== Task brief ==
Only the number is wanted: state how many lines of the data below contain the word "center".

***

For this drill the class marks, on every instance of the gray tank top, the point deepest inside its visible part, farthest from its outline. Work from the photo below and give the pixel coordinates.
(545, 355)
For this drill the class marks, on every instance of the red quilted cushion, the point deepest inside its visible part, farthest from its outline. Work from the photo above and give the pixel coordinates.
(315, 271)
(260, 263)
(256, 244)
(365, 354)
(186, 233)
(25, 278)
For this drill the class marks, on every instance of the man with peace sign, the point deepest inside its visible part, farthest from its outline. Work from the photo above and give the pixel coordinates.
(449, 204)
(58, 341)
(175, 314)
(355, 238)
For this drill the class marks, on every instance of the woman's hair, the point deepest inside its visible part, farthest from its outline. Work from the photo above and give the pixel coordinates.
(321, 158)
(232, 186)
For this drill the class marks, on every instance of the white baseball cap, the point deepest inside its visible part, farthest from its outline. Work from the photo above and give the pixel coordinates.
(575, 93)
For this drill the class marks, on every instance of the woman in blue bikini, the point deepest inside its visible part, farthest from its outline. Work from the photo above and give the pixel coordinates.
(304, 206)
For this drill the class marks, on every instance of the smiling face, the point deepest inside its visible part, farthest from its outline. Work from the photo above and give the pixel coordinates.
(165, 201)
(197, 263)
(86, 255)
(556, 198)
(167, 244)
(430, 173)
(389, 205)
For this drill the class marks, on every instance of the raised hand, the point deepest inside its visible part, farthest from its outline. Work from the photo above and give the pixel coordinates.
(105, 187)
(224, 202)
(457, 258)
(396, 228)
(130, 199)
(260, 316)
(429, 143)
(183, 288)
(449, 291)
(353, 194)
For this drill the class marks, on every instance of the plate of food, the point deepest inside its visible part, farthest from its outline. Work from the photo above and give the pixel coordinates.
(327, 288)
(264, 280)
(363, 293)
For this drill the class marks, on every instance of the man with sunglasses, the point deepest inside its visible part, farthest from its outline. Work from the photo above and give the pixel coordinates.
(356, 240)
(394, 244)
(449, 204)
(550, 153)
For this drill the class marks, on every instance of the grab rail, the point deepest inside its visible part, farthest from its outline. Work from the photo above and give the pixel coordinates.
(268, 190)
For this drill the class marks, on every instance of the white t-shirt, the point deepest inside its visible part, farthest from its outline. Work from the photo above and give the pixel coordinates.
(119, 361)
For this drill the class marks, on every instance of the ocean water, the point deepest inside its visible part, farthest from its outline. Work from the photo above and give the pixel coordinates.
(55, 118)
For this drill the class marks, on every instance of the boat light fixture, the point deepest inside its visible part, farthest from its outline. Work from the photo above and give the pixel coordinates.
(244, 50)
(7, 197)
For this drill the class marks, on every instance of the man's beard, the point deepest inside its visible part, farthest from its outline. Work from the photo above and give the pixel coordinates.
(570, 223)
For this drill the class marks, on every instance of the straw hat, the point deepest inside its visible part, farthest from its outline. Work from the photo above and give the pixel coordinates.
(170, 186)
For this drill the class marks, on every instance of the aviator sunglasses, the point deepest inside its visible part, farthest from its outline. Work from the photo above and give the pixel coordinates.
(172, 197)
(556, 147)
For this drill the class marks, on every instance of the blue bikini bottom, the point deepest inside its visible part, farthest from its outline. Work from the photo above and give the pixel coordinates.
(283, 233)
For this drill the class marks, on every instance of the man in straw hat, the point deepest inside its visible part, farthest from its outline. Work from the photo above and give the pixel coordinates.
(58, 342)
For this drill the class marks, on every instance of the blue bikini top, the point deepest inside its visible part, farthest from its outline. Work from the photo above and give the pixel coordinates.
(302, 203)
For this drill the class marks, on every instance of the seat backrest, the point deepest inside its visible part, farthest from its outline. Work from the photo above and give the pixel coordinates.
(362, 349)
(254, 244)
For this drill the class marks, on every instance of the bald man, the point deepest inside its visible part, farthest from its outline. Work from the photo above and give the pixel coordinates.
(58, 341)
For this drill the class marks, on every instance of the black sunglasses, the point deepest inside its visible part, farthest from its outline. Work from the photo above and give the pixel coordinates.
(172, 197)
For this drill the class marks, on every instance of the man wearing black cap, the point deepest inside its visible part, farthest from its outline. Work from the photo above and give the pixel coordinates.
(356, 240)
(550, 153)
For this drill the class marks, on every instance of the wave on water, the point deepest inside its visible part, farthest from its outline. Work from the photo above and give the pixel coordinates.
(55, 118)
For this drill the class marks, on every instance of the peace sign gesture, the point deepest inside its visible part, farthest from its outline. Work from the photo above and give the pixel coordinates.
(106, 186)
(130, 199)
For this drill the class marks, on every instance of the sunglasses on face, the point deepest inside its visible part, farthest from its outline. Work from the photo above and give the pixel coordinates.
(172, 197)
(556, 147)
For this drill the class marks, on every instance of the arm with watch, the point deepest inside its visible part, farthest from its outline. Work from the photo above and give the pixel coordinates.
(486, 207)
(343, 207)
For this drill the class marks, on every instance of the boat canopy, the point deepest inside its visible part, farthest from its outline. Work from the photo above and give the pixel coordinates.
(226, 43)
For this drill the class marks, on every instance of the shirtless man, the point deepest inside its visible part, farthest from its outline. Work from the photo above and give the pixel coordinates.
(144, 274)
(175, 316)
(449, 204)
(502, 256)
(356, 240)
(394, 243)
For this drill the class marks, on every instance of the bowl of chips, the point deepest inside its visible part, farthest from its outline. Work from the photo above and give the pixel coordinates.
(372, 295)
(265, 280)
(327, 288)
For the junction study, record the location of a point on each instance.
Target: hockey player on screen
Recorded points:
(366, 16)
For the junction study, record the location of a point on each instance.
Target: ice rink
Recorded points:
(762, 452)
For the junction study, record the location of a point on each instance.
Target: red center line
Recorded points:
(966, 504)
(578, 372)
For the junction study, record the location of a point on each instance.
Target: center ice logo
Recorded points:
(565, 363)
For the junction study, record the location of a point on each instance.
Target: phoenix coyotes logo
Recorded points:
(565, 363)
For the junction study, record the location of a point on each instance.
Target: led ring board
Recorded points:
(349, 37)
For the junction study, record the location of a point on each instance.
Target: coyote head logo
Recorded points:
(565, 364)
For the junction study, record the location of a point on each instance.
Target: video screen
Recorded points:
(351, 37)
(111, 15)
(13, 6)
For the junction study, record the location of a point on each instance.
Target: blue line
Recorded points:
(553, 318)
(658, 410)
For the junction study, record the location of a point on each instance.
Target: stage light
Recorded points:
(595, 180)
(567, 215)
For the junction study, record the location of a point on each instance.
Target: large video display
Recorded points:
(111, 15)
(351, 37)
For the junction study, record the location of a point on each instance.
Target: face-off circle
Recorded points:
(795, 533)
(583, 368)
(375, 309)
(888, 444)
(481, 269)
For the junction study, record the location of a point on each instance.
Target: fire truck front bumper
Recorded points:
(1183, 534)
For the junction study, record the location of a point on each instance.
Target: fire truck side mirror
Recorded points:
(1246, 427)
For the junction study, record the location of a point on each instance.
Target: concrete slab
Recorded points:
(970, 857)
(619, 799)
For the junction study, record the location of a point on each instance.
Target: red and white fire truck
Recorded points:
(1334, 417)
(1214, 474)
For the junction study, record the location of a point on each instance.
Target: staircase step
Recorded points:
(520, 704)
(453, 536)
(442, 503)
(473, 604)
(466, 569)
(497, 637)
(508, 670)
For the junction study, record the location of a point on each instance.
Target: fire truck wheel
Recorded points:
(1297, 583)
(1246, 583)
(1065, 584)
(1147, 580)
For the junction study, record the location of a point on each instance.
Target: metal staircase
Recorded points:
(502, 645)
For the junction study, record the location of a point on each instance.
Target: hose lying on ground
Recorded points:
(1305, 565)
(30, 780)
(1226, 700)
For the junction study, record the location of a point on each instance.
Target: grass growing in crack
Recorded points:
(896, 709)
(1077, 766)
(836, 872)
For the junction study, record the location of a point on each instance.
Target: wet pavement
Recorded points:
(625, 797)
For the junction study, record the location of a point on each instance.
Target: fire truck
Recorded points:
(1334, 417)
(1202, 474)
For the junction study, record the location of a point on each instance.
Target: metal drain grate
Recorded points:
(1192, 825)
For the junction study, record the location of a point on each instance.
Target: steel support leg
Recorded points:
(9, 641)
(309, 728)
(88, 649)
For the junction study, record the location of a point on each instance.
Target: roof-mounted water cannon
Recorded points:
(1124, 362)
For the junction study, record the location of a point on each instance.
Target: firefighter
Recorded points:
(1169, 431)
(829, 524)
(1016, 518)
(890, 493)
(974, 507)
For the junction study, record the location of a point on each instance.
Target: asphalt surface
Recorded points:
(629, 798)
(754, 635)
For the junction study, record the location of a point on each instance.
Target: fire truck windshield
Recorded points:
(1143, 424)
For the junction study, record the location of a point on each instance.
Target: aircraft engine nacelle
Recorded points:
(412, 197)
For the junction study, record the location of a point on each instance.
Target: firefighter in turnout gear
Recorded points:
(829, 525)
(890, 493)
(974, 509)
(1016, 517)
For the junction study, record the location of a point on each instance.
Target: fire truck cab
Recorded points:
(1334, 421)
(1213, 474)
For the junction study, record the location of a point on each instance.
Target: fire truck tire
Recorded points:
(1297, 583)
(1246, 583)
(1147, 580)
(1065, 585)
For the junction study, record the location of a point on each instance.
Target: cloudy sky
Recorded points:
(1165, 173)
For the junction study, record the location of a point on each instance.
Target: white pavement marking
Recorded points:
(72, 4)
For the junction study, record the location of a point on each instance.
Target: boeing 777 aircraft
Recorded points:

***

== Solution for this task ==
2